-- START --

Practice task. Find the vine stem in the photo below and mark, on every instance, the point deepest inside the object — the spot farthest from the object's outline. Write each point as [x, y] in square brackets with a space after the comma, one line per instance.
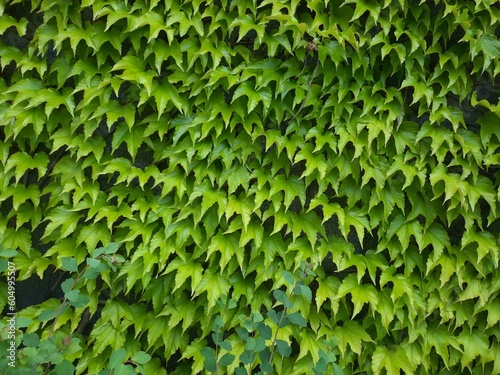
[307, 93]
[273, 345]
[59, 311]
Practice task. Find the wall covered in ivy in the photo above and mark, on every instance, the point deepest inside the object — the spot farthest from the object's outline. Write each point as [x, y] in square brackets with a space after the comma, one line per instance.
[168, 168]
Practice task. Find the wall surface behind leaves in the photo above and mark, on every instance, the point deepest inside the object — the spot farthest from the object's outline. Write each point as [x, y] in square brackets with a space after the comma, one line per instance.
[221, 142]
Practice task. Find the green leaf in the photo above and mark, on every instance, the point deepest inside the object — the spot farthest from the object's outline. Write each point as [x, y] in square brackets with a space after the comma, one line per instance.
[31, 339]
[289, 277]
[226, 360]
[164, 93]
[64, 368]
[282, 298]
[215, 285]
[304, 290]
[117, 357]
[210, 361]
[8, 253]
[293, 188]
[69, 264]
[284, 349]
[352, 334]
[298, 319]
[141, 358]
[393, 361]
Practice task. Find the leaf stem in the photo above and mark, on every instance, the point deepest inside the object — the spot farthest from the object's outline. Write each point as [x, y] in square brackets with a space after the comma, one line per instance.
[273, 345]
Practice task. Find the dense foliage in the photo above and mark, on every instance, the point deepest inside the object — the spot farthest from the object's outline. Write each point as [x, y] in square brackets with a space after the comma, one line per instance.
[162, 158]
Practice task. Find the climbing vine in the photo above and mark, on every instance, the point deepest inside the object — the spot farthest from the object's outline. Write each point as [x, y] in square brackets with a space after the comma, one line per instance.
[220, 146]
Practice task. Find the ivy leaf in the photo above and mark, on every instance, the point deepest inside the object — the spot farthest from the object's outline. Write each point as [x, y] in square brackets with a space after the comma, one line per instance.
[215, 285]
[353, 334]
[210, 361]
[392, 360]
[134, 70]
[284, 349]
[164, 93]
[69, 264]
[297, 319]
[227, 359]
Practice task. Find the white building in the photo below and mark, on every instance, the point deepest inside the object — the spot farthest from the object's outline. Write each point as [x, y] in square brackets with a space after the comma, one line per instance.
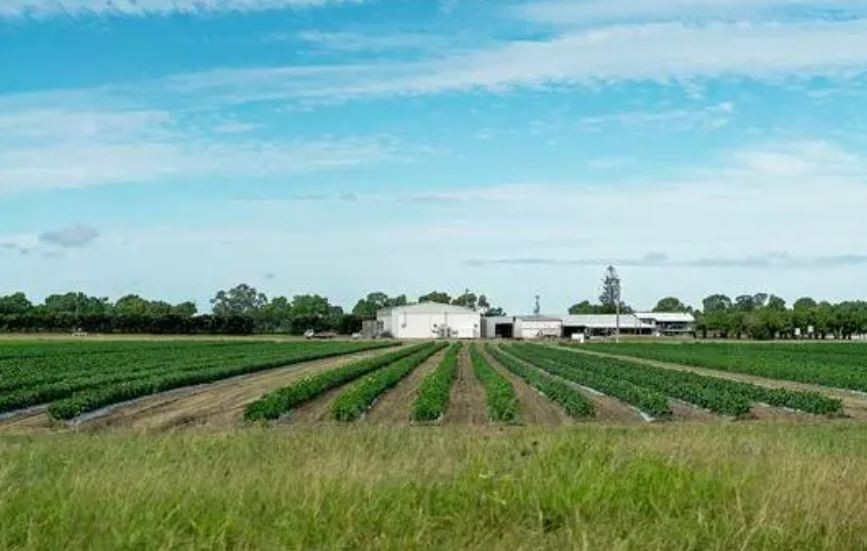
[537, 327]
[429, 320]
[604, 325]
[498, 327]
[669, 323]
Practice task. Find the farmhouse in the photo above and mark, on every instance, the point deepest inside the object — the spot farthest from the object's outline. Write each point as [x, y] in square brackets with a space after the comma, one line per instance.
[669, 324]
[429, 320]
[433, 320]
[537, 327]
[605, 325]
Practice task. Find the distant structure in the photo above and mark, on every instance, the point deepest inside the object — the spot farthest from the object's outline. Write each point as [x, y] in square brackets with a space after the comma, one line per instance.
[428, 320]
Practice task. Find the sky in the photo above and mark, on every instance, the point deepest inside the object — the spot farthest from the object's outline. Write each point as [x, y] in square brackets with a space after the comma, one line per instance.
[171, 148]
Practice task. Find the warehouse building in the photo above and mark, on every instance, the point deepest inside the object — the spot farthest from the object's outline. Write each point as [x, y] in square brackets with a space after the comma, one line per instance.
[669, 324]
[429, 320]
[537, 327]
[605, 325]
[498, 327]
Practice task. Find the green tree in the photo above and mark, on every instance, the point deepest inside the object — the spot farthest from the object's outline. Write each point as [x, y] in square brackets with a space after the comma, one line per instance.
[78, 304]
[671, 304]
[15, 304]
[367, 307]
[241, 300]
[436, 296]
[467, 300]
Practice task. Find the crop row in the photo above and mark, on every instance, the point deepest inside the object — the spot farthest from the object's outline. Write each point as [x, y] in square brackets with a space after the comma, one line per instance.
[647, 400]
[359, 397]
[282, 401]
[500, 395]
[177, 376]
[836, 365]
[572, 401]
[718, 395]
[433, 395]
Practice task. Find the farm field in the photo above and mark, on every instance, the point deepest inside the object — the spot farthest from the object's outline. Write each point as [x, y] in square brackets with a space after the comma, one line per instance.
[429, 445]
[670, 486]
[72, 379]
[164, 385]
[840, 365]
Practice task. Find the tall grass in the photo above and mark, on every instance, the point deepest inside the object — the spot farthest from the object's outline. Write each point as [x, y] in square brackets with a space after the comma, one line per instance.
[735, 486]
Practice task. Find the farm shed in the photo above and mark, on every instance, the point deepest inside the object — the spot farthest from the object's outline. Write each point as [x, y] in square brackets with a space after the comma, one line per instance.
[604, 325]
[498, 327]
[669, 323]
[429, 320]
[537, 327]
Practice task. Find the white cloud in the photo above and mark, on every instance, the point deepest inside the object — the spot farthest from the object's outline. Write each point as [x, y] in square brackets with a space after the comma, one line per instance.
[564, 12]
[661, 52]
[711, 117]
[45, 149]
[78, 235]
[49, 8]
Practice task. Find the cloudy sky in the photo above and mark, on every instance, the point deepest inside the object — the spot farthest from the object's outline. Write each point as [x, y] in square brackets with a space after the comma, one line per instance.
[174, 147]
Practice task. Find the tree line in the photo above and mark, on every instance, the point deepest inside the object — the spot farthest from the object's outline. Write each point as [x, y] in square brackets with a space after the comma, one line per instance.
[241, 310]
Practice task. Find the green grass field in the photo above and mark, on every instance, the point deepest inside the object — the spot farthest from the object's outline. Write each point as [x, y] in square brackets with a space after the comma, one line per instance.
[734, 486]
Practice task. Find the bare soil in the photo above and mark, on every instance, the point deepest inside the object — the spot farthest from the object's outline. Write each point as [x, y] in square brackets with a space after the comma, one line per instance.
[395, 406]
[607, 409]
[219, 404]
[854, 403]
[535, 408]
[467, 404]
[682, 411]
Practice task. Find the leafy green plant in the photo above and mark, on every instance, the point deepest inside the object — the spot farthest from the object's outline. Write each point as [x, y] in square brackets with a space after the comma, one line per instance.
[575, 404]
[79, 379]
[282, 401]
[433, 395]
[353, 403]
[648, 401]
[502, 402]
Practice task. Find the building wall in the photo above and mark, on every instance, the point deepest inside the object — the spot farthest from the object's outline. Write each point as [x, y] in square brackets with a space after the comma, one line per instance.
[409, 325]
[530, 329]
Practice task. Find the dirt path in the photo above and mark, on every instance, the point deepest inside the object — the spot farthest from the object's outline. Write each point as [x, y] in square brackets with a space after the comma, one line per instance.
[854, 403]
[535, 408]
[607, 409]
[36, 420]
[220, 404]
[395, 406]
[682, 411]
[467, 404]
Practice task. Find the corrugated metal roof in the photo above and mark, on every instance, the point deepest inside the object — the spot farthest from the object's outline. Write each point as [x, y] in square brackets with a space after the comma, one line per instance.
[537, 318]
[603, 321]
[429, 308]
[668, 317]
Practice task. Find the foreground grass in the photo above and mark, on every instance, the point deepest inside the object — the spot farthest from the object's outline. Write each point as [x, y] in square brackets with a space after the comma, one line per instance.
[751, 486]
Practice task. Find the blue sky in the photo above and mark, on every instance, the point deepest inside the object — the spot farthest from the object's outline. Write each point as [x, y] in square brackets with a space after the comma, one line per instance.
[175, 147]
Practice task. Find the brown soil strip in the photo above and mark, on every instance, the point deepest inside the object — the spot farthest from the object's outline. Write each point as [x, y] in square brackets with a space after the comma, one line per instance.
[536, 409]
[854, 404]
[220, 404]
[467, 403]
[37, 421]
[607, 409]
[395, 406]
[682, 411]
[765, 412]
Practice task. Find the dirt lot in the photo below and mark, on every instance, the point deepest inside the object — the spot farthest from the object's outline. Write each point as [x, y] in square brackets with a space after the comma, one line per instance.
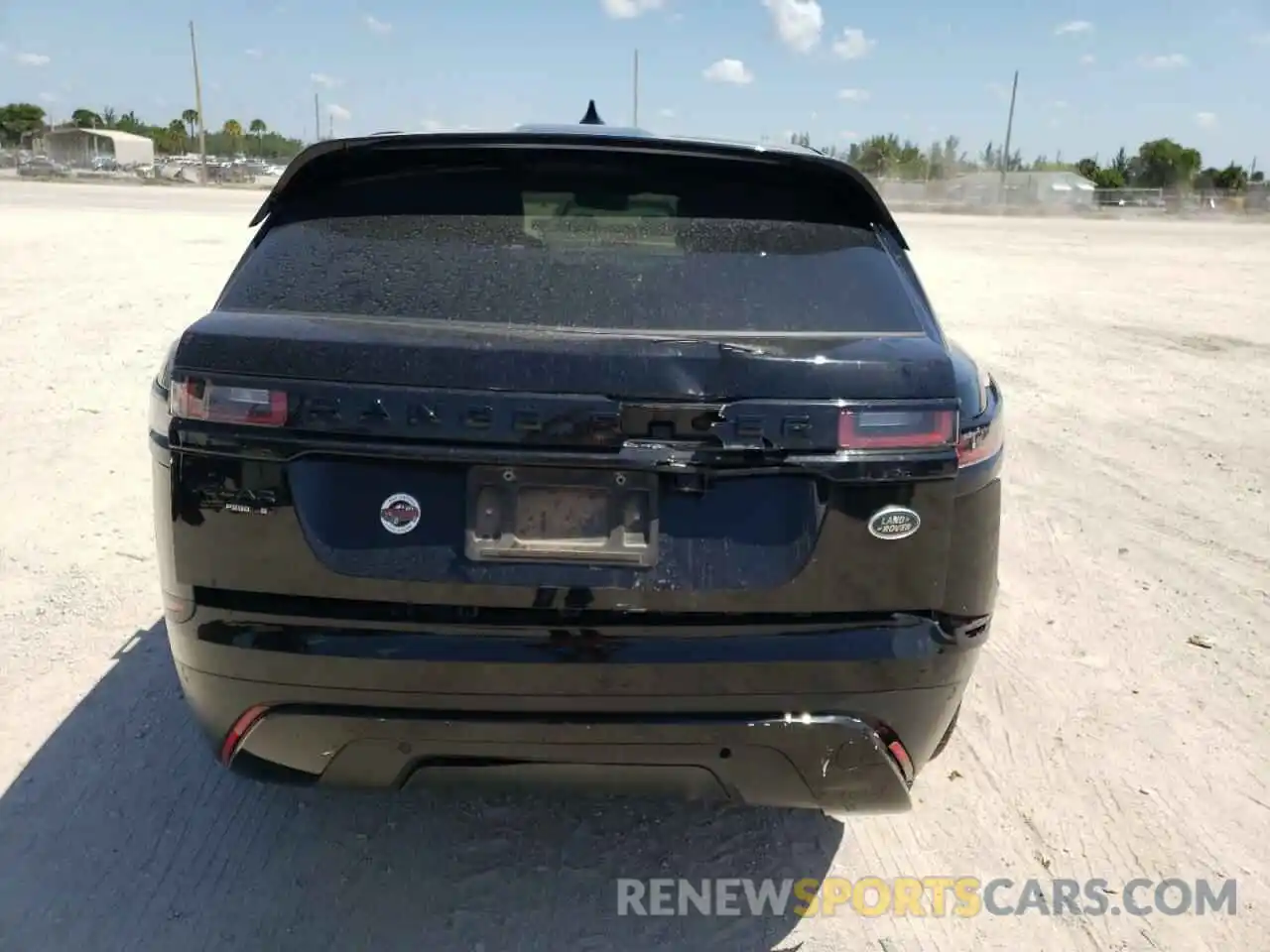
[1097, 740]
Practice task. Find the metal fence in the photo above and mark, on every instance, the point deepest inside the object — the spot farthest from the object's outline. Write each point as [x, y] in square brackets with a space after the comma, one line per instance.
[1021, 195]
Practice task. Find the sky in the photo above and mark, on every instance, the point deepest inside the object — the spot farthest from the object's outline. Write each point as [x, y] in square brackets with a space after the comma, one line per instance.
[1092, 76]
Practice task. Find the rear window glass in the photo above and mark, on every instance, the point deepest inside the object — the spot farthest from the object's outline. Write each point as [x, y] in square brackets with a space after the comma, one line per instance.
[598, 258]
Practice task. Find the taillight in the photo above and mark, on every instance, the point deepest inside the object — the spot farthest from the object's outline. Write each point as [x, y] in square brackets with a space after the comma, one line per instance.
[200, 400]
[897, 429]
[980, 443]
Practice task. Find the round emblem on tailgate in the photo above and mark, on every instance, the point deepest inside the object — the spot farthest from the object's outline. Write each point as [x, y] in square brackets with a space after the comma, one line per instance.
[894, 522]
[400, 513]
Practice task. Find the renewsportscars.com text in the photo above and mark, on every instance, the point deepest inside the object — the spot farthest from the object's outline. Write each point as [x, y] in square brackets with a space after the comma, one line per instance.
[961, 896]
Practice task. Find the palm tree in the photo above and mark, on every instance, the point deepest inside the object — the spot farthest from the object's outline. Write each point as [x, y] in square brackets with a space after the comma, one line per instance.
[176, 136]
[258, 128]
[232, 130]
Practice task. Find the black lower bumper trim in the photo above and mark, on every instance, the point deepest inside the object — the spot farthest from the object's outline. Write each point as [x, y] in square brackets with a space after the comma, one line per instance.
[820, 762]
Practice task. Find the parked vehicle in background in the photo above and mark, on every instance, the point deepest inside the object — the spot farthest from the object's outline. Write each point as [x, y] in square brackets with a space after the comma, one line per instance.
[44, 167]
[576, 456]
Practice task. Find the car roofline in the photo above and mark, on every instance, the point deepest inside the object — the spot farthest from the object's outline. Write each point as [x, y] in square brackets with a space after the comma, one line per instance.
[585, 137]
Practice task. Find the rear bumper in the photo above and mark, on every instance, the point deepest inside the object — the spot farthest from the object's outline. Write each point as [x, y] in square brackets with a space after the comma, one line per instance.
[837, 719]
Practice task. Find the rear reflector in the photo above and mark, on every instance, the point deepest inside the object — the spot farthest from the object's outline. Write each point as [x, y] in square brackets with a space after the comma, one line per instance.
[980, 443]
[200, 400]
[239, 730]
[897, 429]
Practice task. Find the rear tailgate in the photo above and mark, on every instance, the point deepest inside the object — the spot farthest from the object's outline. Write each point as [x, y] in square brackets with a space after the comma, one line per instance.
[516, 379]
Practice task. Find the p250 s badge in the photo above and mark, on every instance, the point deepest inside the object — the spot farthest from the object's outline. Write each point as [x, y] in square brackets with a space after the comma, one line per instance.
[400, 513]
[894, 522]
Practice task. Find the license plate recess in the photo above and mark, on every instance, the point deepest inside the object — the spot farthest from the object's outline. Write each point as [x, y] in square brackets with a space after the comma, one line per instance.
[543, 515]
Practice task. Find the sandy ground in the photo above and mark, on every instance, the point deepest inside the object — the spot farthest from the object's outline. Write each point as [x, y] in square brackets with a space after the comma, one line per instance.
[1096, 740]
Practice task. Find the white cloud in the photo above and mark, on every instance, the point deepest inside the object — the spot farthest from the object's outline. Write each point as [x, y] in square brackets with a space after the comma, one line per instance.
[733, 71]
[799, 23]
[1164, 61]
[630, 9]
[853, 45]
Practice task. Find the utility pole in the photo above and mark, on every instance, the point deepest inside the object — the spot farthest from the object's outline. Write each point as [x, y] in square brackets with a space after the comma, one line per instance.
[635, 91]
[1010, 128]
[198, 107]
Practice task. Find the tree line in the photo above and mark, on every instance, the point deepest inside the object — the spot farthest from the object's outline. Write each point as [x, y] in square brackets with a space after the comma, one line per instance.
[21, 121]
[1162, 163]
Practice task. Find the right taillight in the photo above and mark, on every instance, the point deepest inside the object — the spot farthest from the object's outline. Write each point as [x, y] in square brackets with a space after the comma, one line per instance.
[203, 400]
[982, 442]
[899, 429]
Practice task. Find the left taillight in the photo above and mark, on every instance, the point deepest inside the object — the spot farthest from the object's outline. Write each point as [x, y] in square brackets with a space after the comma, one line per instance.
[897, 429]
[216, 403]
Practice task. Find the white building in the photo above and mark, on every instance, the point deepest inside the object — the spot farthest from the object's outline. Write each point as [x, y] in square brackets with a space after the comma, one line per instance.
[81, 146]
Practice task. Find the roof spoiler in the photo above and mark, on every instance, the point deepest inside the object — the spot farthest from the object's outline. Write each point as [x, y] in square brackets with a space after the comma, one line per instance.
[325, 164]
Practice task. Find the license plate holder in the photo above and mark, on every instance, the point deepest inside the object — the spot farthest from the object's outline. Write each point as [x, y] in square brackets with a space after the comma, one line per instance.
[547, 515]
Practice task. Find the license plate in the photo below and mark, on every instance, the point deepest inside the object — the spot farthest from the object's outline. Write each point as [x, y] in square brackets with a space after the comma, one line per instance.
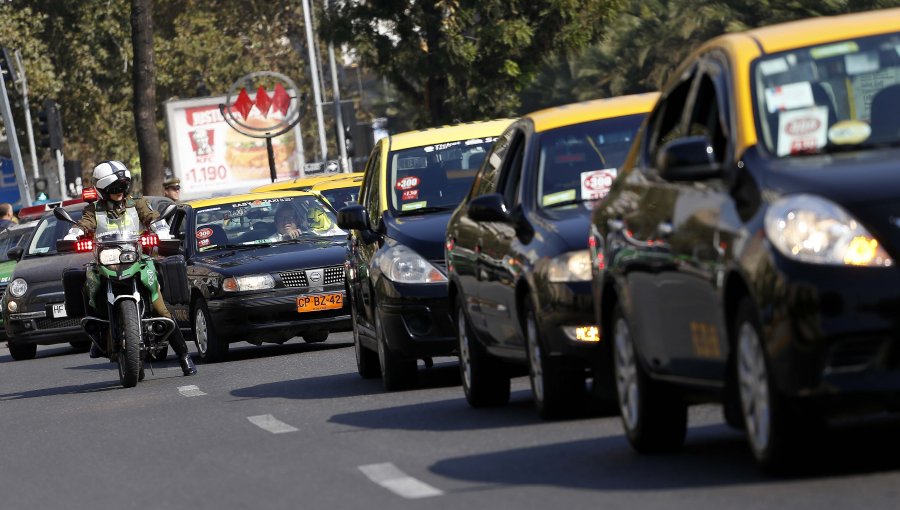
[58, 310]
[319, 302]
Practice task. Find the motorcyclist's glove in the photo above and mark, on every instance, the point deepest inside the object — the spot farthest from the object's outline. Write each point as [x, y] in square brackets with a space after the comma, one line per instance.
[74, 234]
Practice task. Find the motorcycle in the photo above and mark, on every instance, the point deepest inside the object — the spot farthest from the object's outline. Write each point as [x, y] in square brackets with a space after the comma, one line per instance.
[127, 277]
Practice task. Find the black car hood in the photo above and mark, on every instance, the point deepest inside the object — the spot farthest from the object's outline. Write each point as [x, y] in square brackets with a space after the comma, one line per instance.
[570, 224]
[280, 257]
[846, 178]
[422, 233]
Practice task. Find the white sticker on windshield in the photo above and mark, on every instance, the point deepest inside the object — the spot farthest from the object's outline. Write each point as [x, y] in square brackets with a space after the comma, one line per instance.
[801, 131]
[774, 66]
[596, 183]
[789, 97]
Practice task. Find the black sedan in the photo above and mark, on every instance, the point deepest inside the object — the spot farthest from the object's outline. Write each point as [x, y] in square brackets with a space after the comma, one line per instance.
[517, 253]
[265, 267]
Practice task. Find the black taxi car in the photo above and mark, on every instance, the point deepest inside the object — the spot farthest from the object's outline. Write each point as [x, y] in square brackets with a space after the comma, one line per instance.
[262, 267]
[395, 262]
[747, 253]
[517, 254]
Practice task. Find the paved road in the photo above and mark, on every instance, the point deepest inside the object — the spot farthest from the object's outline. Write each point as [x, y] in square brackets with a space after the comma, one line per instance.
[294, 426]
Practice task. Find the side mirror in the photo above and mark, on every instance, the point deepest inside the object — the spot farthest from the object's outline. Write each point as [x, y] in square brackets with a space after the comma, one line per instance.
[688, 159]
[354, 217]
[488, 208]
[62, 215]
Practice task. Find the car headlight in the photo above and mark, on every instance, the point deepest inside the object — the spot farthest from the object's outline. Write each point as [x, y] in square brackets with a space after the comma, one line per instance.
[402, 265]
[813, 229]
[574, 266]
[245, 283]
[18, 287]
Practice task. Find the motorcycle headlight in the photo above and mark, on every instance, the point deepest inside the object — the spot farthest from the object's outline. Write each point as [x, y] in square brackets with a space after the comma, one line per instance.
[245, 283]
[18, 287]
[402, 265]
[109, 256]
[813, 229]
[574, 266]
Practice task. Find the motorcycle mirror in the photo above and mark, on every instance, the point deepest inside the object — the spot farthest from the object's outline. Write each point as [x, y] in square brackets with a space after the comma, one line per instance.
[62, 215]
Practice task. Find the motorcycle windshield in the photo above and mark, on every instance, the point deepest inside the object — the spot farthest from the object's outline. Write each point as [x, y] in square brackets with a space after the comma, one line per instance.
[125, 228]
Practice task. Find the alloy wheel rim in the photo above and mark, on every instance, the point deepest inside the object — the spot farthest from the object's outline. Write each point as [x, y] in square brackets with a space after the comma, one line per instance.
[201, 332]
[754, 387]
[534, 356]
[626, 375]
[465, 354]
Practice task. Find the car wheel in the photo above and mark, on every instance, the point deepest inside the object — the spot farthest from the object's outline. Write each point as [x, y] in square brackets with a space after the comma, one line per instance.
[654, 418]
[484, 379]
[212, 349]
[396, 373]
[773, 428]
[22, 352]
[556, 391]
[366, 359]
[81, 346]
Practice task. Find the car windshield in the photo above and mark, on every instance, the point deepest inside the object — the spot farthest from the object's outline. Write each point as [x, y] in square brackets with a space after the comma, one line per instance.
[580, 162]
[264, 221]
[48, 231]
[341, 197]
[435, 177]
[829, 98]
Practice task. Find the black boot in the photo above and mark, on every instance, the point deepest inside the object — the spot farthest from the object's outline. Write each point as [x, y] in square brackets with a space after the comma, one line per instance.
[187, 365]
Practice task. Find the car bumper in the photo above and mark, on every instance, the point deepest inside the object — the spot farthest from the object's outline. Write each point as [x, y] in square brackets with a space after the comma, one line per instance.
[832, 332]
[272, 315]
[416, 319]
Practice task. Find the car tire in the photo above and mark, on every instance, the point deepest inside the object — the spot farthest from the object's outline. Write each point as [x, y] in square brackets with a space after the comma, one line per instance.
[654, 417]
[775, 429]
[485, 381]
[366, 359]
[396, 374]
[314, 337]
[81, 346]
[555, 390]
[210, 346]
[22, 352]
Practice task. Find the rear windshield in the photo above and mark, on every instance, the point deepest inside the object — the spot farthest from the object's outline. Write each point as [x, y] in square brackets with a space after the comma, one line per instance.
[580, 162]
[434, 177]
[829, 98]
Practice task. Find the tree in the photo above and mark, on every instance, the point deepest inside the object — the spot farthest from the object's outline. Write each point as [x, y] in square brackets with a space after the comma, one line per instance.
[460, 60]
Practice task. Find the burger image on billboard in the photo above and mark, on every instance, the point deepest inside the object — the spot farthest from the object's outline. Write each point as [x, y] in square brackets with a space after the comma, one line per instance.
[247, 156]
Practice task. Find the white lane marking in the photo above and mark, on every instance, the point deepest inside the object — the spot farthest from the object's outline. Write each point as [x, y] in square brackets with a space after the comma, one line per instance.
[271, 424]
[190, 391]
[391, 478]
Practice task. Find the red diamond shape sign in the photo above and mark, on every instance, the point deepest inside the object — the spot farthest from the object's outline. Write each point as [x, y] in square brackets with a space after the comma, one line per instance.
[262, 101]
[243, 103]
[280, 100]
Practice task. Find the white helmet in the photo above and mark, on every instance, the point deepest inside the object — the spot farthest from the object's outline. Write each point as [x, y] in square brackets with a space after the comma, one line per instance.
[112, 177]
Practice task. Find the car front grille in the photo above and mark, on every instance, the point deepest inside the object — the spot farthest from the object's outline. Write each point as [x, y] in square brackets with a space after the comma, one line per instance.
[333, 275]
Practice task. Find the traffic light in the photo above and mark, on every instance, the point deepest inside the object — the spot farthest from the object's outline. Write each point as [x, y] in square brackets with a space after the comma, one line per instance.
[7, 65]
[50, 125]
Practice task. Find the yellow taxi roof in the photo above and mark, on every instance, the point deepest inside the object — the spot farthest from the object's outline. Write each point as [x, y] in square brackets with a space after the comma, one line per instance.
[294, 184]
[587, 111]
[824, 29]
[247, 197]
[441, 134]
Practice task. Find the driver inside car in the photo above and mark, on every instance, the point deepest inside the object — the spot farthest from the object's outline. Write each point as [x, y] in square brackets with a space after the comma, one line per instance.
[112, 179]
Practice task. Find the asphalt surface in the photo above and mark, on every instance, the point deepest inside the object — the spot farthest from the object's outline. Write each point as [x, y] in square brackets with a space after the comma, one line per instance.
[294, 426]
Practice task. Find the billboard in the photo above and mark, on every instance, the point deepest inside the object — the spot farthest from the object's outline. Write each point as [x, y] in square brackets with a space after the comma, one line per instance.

-- END --

● **Exercise aim**: Repeat exactly the lines from the one containing "Practice task. Find the asphalt" through the last line of the records above, both included, and nothing else.

● **Task response**:
Practice task. Find the asphalt surface in the photo above and mark, on every instance, the point deepest inside the object — the spot farthest from the object's outline. Write each point as [x, y] in square brackets with a space after the comma, one line per instance.
[294, 426]
Practice task. Find the billboard in the photo above and mark, on every instance, the point deepest inside the object — the spot farthest from the object's outline. Write each point as [x, y] in square brackets with a space after the comma, one line per instance.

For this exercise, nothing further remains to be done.